- **What you are asked to do**
Take the data below and repeat it exactly.

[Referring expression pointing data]
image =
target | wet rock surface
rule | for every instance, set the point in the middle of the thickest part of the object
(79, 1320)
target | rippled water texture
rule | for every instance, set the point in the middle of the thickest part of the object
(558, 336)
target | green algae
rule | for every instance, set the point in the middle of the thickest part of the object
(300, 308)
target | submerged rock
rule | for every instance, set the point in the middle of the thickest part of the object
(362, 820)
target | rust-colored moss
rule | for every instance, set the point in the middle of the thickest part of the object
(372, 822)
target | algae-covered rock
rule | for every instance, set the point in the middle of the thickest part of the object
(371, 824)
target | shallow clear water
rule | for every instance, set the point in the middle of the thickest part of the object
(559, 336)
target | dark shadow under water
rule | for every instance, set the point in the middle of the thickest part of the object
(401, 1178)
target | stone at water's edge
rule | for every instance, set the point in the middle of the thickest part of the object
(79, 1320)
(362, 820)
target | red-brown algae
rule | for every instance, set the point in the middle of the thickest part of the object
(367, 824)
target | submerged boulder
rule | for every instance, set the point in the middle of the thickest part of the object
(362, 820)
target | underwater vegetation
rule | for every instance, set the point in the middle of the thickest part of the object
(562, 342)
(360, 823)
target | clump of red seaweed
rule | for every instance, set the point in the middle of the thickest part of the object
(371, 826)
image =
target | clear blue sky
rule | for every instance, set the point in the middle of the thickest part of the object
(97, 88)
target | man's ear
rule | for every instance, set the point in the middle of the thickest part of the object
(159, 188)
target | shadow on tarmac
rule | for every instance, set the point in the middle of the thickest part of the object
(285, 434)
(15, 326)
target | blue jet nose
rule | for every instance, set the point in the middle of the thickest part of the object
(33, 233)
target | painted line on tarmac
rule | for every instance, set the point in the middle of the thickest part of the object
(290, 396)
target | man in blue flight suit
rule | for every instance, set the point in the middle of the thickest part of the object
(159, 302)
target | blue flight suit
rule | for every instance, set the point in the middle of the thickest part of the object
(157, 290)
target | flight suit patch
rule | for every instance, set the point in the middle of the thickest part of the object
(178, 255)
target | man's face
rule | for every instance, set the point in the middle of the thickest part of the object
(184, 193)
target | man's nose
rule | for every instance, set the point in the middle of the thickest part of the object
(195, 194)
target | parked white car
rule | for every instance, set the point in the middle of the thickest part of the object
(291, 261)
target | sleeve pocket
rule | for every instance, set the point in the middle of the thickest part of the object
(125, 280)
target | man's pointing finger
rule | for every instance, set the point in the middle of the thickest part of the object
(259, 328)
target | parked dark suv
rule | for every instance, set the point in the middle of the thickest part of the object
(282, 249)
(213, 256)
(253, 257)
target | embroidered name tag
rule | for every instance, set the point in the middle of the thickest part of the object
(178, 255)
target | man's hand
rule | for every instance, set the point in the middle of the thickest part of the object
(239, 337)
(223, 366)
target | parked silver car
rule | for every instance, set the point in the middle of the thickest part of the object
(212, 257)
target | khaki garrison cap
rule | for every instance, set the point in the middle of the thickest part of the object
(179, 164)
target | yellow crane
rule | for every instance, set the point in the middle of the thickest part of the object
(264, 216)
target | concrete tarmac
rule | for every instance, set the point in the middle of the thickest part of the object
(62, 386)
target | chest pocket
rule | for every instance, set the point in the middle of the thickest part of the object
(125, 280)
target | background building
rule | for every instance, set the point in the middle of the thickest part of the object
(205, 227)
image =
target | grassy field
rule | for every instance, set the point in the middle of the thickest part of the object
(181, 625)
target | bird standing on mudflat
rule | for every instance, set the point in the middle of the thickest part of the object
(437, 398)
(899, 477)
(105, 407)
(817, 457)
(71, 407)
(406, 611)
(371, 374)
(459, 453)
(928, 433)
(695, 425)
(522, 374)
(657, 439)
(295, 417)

- **Solution**
image =
target | wet rock surface
rule | for every instance, set the point in the middle of the thickest part of the object
(79, 1320)
target | rippled water texture
rule | for every instance, set the point in the middle of the thickest part of the object
(558, 336)
target | green algae
rule | for every instance, set the point in the middle of the thickest part of the object
(300, 308)
target | submerged rock
rule | for every instance, set the point in the middle of the thickest part of the object
(362, 820)
target | rust-colored moss
rule | for every instance, set the point in the middle of the thickest part of the object
(372, 822)
target | algae-covered rock
rule | for every instance, set the point in the middle of the thickest part of the object
(371, 824)
target | shallow clear water
rule | for every instance, set the point in the middle of the thickest part of the object
(559, 336)
target | dark shadow under water
rule | for every instance, set the point in the middle of the thickest part of the object
(401, 1178)
target | stone at water's edge
rule | for every instance, set the point in the middle of the thickest part of the object
(79, 1320)
(362, 820)
target | red-brown algae
rule | for every instance, set the point in the middle of the thickest part of the object
(367, 824)
target | submerged boulder
rule | for every instance, set the point in the middle of the thickest part of the object
(362, 820)
target | underwater vegetation
rule | for every instance, set the point in the middle of the thickest part of the object
(562, 342)
(360, 823)
target | clump of red seaweed
rule | for every instance, set the point in the middle of the thickest part of the object
(371, 826)
image =
target | clear blue sky
rule | for every instance, set the point in the middle of the thickest part of the object
(97, 88)
target | man's ear
rule | for every instance, set the point in the middle of the thickest part of the object
(159, 188)
target | shadow on tarmac
rule | for every instance, set the point in the middle of the thickest part of the object
(285, 434)
(15, 326)
target | blue jet nose
rule | for every instance, set the point in the middle of the thickest part of the object
(33, 233)
target | painted line on tarmac
rule | for every instance, set the point in the middle of the thickest part of the object
(290, 396)
target | man in blue flight suit
rule | for every instance, set the point in the middle of the thickest part of the object
(159, 302)
target | blue flight suit
rule | for every instance, set the point in the middle of the thickest part of the object
(157, 290)
target | flight suit patch
rule | for every instance, set the point in the middle of the thickest part of the object
(178, 255)
target | man's face
rule | for every instance, set the point in the middle of the thickest part of the object
(184, 193)
target | man's nose
rule | for every instance, set the point in the middle of the thickest part of the object
(195, 194)
target | parked white car
rule | for every instance, set the point in the middle of the thickest part of the object
(291, 261)
target | sleeve pocket
rule | for every instance, set the point in the middle of the thickest part of the object
(125, 280)
target | man's pointing finger
rule | for every instance, set the point in the middle of the thickest part of the object
(259, 328)
target | parked dark suv
rule | for every instance, set the point in the middle of the thickest part of the object
(282, 249)
(213, 256)
(253, 257)
target | embroidered name tag
rule | for every instance, set the point in the middle of the thickest part of the object
(178, 255)
target | man's hand
rule | for every instance, set the point in the middle of the thickest part of the object
(239, 337)
(223, 366)
target | parked silver car
rule | for every instance, set the point in the middle of the thickest part of the object
(212, 257)
target | khaki garrison cap
rule | for every instance, set the point in the middle of the thickest part of the object
(179, 164)
target | yellow crane
rule | for every instance, set the point in the middle of the thickest part of the object
(264, 216)
target | concrete tarmac
rule | for every instance, set the point in the middle of the thickest part of the object
(62, 386)
target | chest pocket
rule | for every instance, set the point in the middle of the thickest part of the object
(125, 280)
target | background building
rule | for every instance, set the point in the middle of the thickest part of the object
(205, 227)
image =
target | grassy field
rule | for every instance, set the point in the middle of the thickest part of the object
(181, 625)
target | bird standing on mudflat
rule | for every instance, set the point in the middle of the thickest part of the object
(437, 398)
(899, 477)
(105, 407)
(817, 457)
(71, 407)
(406, 611)
(371, 374)
(459, 453)
(928, 433)
(695, 425)
(522, 374)
(657, 439)
(295, 417)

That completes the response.